> WHAT THE TASK ASKS: Send each entry back exactly as given, pictures excluded.

Object position labeling entries
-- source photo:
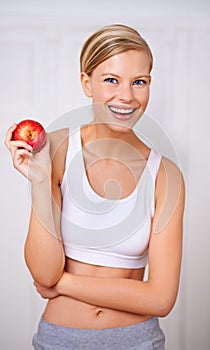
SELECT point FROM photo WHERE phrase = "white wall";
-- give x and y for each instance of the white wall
(39, 67)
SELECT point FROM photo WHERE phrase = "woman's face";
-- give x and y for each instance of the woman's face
(119, 88)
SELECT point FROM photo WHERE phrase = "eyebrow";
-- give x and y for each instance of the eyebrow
(117, 76)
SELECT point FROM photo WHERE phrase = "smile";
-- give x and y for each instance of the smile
(122, 111)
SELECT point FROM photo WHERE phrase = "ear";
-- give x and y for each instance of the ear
(85, 81)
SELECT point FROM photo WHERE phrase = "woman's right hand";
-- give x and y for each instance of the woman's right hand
(34, 166)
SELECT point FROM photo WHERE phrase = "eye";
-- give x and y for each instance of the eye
(111, 80)
(140, 82)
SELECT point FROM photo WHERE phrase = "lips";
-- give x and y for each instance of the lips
(122, 113)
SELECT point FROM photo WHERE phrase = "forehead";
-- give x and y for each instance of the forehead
(133, 61)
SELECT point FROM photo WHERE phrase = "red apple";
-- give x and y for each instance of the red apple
(31, 132)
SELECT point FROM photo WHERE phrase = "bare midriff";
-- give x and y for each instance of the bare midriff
(69, 312)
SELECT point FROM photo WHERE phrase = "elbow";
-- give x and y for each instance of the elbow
(164, 307)
(48, 277)
(47, 281)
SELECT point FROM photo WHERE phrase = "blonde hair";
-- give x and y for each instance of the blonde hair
(109, 41)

> FULL RESPONSE:
-- source photo:
SELECT point FROM photo WHERE phrase = "white wall";
-- give x and y for each instance of the white wall
(39, 67)
SELECT point FROM photo WHERE phrase = "woman's face";
-- give x and y for each instance of the woman's face
(119, 88)
SELECT point FROM photo WHERE phrase = "eyebrow";
-- give x and y for each instance of the eyebrow
(117, 76)
SELECT point FROM photo WHERE phrase = "smile";
-- give x and y for each instance of the smile
(122, 111)
SELECT point FROM photo WHERE phrase = "ear";
-- give x and y for each instance of the ear
(85, 81)
SELECT point FROM photo WHERE phrase = "woman's right hand";
-- give x and y for each instance of the woman's right hand
(34, 166)
SELECT point FROM photo WHERE phrase = "eye";
-- give x and y for each instance of the eye
(111, 80)
(140, 82)
SELECT point FROM photo WHERE phrase = "lips";
-- give x and y for each instance of the lips
(122, 113)
SELECT point FROM photo WHERE phrase = "forehead";
-- give x and y for each instance of the forehead
(133, 61)
SELECT point FROM photo WHERE phrase = "red apple";
-- give x and y for each instance of the red apple
(31, 132)
SELECT point FROM photo WHERE phrase = "bare midriff";
-- give x and y for each instance of the bare midriff
(69, 312)
SELECT point FROM photo WHERE phrase = "elbow";
-- give x and y for each instance of the elbow
(164, 307)
(48, 277)
(47, 281)
SELECT point FROM photo WHERE phrase = "blonde hair";
-- give x and y for each instance of the blonde hair
(109, 41)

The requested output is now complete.